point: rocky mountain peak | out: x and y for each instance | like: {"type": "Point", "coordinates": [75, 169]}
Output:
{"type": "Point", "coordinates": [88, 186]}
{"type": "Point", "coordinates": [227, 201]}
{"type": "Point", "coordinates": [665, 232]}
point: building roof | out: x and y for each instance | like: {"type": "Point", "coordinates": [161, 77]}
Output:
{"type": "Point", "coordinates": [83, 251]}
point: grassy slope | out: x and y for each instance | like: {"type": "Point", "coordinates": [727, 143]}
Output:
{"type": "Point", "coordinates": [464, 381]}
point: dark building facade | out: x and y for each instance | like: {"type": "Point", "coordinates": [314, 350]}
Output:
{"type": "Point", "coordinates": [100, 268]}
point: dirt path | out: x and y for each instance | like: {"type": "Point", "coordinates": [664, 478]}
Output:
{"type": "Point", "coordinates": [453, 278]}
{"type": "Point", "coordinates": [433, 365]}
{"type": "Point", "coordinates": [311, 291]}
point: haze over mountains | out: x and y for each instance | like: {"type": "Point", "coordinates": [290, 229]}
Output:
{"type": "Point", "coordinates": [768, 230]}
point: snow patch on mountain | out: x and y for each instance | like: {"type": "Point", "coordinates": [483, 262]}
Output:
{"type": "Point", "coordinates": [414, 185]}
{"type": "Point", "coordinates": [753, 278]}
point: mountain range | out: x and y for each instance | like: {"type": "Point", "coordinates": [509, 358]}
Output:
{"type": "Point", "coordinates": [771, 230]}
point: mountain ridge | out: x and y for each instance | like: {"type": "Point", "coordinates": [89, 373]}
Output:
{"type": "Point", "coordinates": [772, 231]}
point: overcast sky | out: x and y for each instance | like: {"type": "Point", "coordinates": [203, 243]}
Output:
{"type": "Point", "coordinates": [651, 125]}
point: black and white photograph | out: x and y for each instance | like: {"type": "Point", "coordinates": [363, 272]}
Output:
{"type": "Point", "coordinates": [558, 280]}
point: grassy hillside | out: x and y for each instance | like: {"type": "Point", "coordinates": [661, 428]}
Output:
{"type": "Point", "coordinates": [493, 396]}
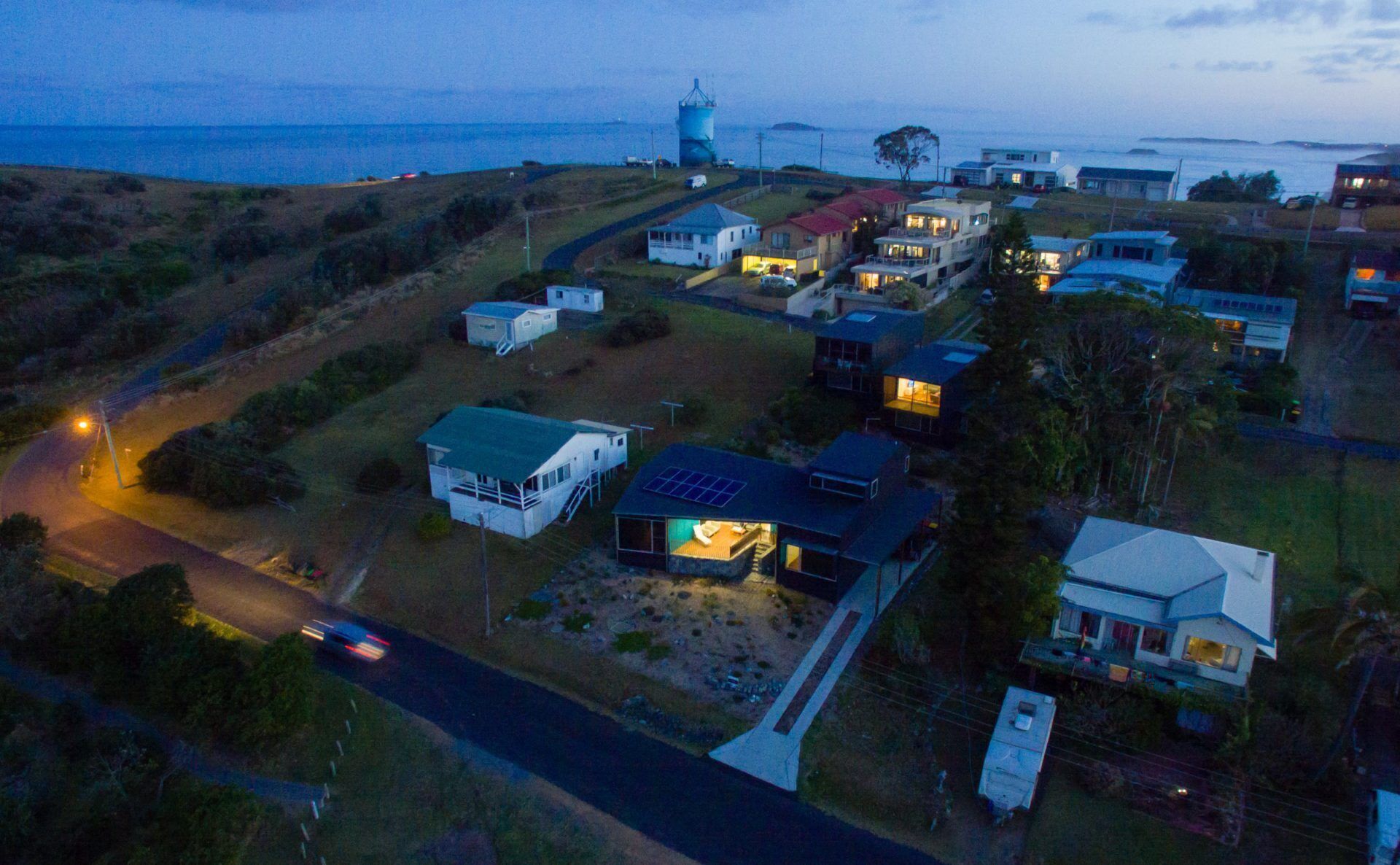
________________________________________
Make an exact copy of the records above, one that has none of the pictures.

RESULT OF THE TASK —
point: rocky mountain peak | out: x and y for each instance | like: {"type": "Point", "coordinates": [75, 169]}
Output:
{"type": "Point", "coordinates": [88, 186]}
{"type": "Point", "coordinates": [227, 201]}
{"type": "Point", "coordinates": [665, 232]}
point: building roof | out: x and y for each instance | like: {"type": "Point", "coordinates": [161, 77]}
Output:
{"type": "Point", "coordinates": [83, 251]}
point: grassy slope | out: x and y for each instance | like: {"type": "Point", "coordinates": [727, 143]}
Output:
{"type": "Point", "coordinates": [464, 381]}
point: dark building facade | out: x and y for each instance | like: {"type": "Point", "coordinates": [314, 350]}
Output:
{"type": "Point", "coordinates": [100, 268]}
point: dirt path | out: x and y for each instance | like: {"type": "Point", "coordinates": [664, 478]}
Output:
{"type": "Point", "coordinates": [453, 278]}
{"type": "Point", "coordinates": [433, 365]}
{"type": "Point", "coordinates": [311, 291]}
point: haze over mountains | out: x and y for each instance | like: {"type": "Point", "coordinates": [290, 229]}
Output:
{"type": "Point", "coordinates": [768, 230]}
point: snow patch on mountain | out: x and y for each instance | like: {"type": "Point", "coordinates": [483, 262]}
Output:
{"type": "Point", "coordinates": [414, 185]}
{"type": "Point", "coordinates": [753, 278]}
point: mountain range | out: x and y for each instance | like: {"type": "Point", "coordinates": [509, 358]}
Output:
{"type": "Point", "coordinates": [771, 230]}
point: mountain ridge | out: x and y for each instance | like: {"type": "Point", "coordinates": [89, 373]}
Output:
{"type": "Point", "coordinates": [772, 231]}
point: overcast sky | out: x and y for each instance | like: {"type": "Point", "coordinates": [203, 243]}
Output:
{"type": "Point", "coordinates": [651, 125]}
point: black and white photograph | out: x and y for each instance | like: {"type": "Point", "coordinates": [363, 272]}
Output:
{"type": "Point", "coordinates": [558, 280]}
point: grassy hillside | out: x and y for each instance | like: {"type": "Point", "coordinates": [661, 428]}
Output:
{"type": "Point", "coordinates": [493, 396]}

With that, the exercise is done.